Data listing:
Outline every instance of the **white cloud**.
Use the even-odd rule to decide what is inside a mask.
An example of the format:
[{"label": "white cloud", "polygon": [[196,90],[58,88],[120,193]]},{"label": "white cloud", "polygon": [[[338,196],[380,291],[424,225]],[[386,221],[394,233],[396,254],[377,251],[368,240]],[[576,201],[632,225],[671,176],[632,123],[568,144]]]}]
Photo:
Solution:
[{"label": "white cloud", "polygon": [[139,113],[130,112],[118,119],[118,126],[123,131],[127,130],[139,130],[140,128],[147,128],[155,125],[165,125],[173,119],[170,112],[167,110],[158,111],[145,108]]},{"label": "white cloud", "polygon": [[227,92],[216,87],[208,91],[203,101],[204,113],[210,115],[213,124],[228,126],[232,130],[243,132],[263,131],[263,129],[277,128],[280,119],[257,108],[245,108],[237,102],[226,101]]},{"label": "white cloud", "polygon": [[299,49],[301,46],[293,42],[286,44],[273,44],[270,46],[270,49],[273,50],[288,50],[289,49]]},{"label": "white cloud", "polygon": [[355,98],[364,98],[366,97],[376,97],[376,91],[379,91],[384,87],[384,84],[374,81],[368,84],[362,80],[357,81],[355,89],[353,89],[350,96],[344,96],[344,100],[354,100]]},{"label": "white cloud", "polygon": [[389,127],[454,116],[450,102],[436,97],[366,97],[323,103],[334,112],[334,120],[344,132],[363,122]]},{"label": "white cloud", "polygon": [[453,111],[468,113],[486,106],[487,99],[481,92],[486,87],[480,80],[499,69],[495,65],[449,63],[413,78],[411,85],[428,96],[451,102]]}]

● **THE PROBLEM**
Print the whole listing exactly as it is.

● **RESPONSE TO THE TASK**
Outline every instance of the **white cloud**.
Use the even-odd rule to decide what is inside a mask.
An example of the format:
[{"label": "white cloud", "polygon": [[196,90],[58,88],[120,193]]},{"label": "white cloud", "polygon": [[[338,196],[380,291],[424,225]],[[386,221],[394,233],[396,254],[377,251],[368,240]],[[576,201],[632,225],[671,176],[632,123],[568,144]]]}]
Photo:
Solution:
[{"label": "white cloud", "polygon": [[139,113],[130,112],[118,119],[118,126],[123,131],[127,130],[139,130],[140,128],[147,128],[155,125],[165,125],[173,119],[170,112],[167,110],[158,111],[145,108]]},{"label": "white cloud", "polygon": [[227,92],[216,87],[208,91],[203,101],[204,113],[210,115],[213,124],[228,126],[232,130],[243,132],[263,131],[263,129],[277,128],[280,119],[257,108],[245,108],[237,102],[226,101]]},{"label": "white cloud", "polygon": [[299,49],[301,46],[293,42],[286,44],[273,44],[270,46],[270,49],[273,50],[288,50],[289,49]]},{"label": "white cloud", "polygon": [[355,98],[364,98],[366,97],[376,97],[376,91],[379,91],[384,87],[384,84],[374,81],[368,84],[362,80],[357,81],[355,89],[353,89],[350,96],[344,96],[344,100],[354,100]]},{"label": "white cloud", "polygon": [[389,127],[454,116],[450,102],[436,97],[366,97],[323,103],[334,112],[334,120],[344,132],[363,122]]},{"label": "white cloud", "polygon": [[453,111],[468,113],[486,106],[487,99],[481,92],[486,87],[480,80],[499,69],[495,65],[449,63],[413,78],[411,85],[428,96],[451,102]]}]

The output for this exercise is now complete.